YOUR TASK: Format every one of the following lines as a JSON list of strings, with one string per line and any blank lines left out.

RECORDS SHOWN:
───
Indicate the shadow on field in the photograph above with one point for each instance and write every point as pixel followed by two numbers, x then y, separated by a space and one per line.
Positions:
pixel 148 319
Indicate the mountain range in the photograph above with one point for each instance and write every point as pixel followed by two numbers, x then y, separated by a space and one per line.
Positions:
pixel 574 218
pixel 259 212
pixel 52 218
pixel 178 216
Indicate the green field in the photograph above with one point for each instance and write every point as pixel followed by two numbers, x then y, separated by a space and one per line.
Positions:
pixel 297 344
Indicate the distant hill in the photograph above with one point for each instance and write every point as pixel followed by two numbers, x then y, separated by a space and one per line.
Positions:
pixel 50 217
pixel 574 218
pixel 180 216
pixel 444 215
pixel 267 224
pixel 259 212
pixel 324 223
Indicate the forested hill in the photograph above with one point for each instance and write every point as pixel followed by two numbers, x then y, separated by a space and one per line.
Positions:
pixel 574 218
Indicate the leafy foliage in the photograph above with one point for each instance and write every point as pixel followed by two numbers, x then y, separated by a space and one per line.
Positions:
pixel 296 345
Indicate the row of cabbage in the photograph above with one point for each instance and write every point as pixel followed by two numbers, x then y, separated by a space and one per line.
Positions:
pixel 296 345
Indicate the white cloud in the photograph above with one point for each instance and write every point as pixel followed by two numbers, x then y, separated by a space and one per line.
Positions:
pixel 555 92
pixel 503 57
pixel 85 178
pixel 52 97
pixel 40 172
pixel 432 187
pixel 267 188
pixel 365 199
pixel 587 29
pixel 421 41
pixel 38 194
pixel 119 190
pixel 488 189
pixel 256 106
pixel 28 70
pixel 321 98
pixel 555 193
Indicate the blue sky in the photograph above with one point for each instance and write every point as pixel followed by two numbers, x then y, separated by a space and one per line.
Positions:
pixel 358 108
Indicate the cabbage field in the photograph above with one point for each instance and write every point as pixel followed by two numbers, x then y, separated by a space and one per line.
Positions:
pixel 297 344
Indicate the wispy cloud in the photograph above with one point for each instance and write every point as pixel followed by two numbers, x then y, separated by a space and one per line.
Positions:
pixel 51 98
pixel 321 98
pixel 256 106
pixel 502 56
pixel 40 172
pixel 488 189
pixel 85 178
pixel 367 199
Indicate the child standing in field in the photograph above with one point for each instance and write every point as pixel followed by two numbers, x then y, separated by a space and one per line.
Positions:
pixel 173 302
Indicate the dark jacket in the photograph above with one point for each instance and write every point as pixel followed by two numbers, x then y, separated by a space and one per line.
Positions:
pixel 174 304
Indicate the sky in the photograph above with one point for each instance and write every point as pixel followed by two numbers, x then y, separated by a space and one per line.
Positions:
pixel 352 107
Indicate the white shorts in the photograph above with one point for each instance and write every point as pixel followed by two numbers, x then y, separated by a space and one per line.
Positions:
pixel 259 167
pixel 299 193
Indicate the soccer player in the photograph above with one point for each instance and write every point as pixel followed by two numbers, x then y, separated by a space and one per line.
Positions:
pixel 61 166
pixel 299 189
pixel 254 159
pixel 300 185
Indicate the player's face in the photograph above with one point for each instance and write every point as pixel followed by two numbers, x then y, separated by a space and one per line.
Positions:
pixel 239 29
───
TASK RESPONSE:
[
  "Indicate the shadow on field in the photograph above with one point for each instance and write every point as pixel followed by two numbers, x then y, separated by a space and one per line.",
  "Positions:",
  "pixel 148 319",
  "Indicate the mountain range in the photograph above with one point for each instance and write every point as pixel followed by two numbers, x then y, separated by a space and one per line.",
  "Positions:",
  "pixel 574 218",
  "pixel 259 212",
  "pixel 52 218",
  "pixel 178 216",
  "Indicate the green field in the photograph above with one point for each instance and write every point as pixel followed by two numbers, x then y, separated by a space and one per line.",
  "Positions:",
  "pixel 297 344",
  "Indicate the distant hill in the photograph above with one point for each instance and write every point as pixel followed by two numbers, x then y, separated by a space and one per line.",
  "Positions:",
  "pixel 50 217",
  "pixel 574 218",
  "pixel 180 216",
  "pixel 444 215",
  "pixel 267 224",
  "pixel 259 212",
  "pixel 324 223",
  "Indicate the forested hill in the photograph above with one point for each instance and write every point as pixel followed by two numbers, x then y, separated by a space and one per line.",
  "Positions:",
  "pixel 574 218",
  "Indicate the leafy foliage in the photograph above with one point for each instance and write every point as pixel followed by two numbers, x then y, separated by a space and one per line.",
  "Positions:",
  "pixel 296 345",
  "Indicate the row of cabbage in the photograph above with one point for each instance and write every point as pixel followed by two numbers, x then y, separated by a space and one per line.",
  "Positions:",
  "pixel 296 345",
  "Indicate the white cloud in the photograph above with one point for each instance and write every point as pixel followed by two numbers, x then y, separated by a space and one per line.",
  "Positions:",
  "pixel 555 92",
  "pixel 503 57",
  "pixel 85 178",
  "pixel 52 97",
  "pixel 40 172",
  "pixel 432 187",
  "pixel 267 188",
  "pixel 365 199",
  "pixel 587 29",
  "pixel 421 41",
  "pixel 38 194",
  "pixel 119 190",
  "pixel 488 189",
  "pixel 256 106",
  "pixel 28 70",
  "pixel 321 98",
  "pixel 555 193",
  "Indicate the blue sky in the photograph above with one point for each instance and write every point as pixel followed by two numbers, x then y, separated by a space and one per line.",
  "Positions:",
  "pixel 358 108",
  "Indicate the cabbage field in the photograph above with one point for each instance and write every point as pixel followed by two numbers, x then y, separated by a space and one per line.",
  "Positions:",
  "pixel 297 344",
  "Indicate the wispy cloud in the photograph above with one point for each instance and write every point as pixel followed by two numbers, x then y, separated by a space and one per line.",
  "Positions:",
  "pixel 51 98",
  "pixel 321 98",
  "pixel 256 106",
  "pixel 502 56",
  "pixel 40 172",
  "pixel 488 189",
  "pixel 85 178",
  "pixel 367 199",
  "Indicate the child standing in field in the photograph above with one point for each instance and write every point as pixel followed by two numbers, x then y, separated by a space and one per line.",
  "Positions:",
  "pixel 173 302",
  "Indicate the dark jacket in the photograph above with one point for each instance and write every point as pixel followed by two numbers, x then y, separated by a space and one per line.",
  "Positions:",
  "pixel 174 304",
  "Indicate the sky in the photograph above with one point for each instance and write every point as pixel followed by two numbers, x then y, separated by a space and one per line.",
  "Positions:",
  "pixel 352 107",
  "Indicate the white shorts in the photograph above with one point for each instance and write every point as pixel followed by two numbers, x then y, separated by a space and one per line.",
  "Positions:",
  "pixel 259 167",
  "pixel 299 193",
  "Indicate the soccer player in the photograph above with one point for each instance and write every point as pixel followed by two numbers, x then y, separated by a space and one per line.",
  "Positions:",
  "pixel 61 166",
  "pixel 299 189",
  "pixel 254 159",
  "pixel 300 185",
  "Indicate the player's face in the photograph above with one point for each instance and write every point as pixel followed by two numbers, x then y, separated by a space and one per line.",
  "Positions:",
  "pixel 239 29"
]